Job 1: In the interview below with Megan Ward about FREAKED, what was the machine that sprayed the fake vomit called?
Job 2: List every person named by full name in the Megan Ward interview about FREAKED.
Job 3: Extend the Megan Ward interview about FREAKED beyond its last line.

Text:
+-------+

Monday, April 28, 2014

Cool...A Freak Show! Megan Ward talks '90s cult classic FREAKED

Actress Megan Ward talks with TV STORE ONLINE about the '90s cult classic FREAKED (1993) directed by Alex Winter and Tom Stern...

TV STORE ONLINE:  How did FREAKED (1993) come to you?

WARD: I got the script from my agent and I went in and auditioned.   I have to say...It wasn't the average script.   It was one of those scripts where you had to have a certain sense of humor to get it and appreciate it.   I had done a couple other screwball-y type of movies before FREAKED so when I read the script I thought that it was something that was right up my alley.

TV STORE ONLINE:  One of my favorite scenes in FREAKED is that bit where your character "Julie" and Michael Stoyanov's character "Ernie" are connected and each of you vomit....

WARD:   When we were shooting that scene there was a hose that ran up my leg and it came out and it was taped to the side of my mouth, and it came loose and that fake vomit went all over me. It was split pea soup and it got in my underwear and in my socks. It went everywhere.  I was so grossed out that still to this day I can't eat pea soup.  I kid you not when I tell you that the machine that was supposed to spray the pea soup was called "The Vomit-a-nator".

TV STORE ONLINE:  FREAKED was directed by Alex Winter and Tom Stern.  I was wondering if you could talk about working with two directors on one film?

WARD:  Well, it was nice because Alex had a lot of responsibility in performing the role, and he was in almost every scene and plus he had a ton of prosthesis make-up to put on every day.  Then he had these monster teeth that he wore and that made it difficult to understand what he was saying in many of those scenes, so he had to loop all of his dialogue on FREAKED. Alex and Tom worked so well together and they were a great team.  It was totally collaborative and they really spent their money wisely.  They built the entire production from the ground up.   They fabricated all of the sets.  All of the monsters were fabricated. There were three separate teams of guys who built the monsters and the freaks.  Different special effects houses had different responsibilities.    There was a amazing collaborative spirit behind it all.   Before we started shooting we had rehearsals.   We shot on one little mini-lot and we spent our days all together.  It was really like we created our own little mini-sideshow. There were a lot of long hours but we all had so much fun and it was a very creative environment. 

TV STORE ONLINE:  What was your inspiration for "Julie"?

+-------+

Provided data:

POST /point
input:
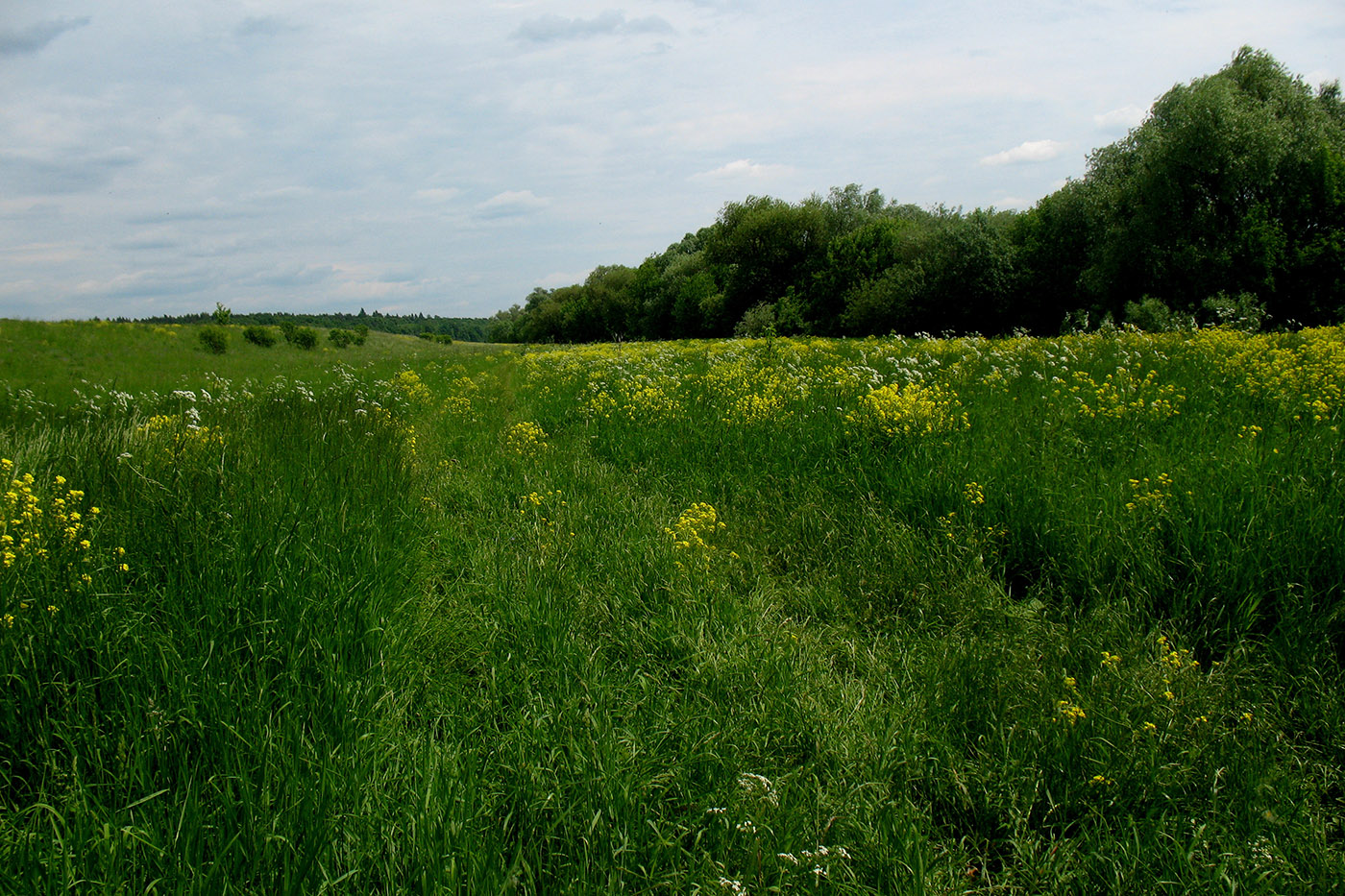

+-------+

Final result 1: The Vomit-a-nator

Final result 2: Megan Ward, Alex Winter, Tom Stern, Michael Stoyanov

Final result 3:
WARD:   Julie was one of the more straightforward characters of the whole piece.  She's a liberal environmentalist and we had a fun time coming up with the t-shirt I would wear for my costume.  We wanted to come up with something that was just so ridiculous.  We came up with the burrowing sloth, which doesn't even exist.  She had on a "Save The Sloth" t-shirt and it was just so ridiculous.  The more difficult part of the character was how Michael Stoyanov and I had the running Three Stooges gag.  This is where the girl comes out....  Growing up I hadn't watched The Three Stooges so I had to be trained in the actual movement and sound effects and it takes rhythm and coordination to do that when you're playing a Siamese twin with another actor.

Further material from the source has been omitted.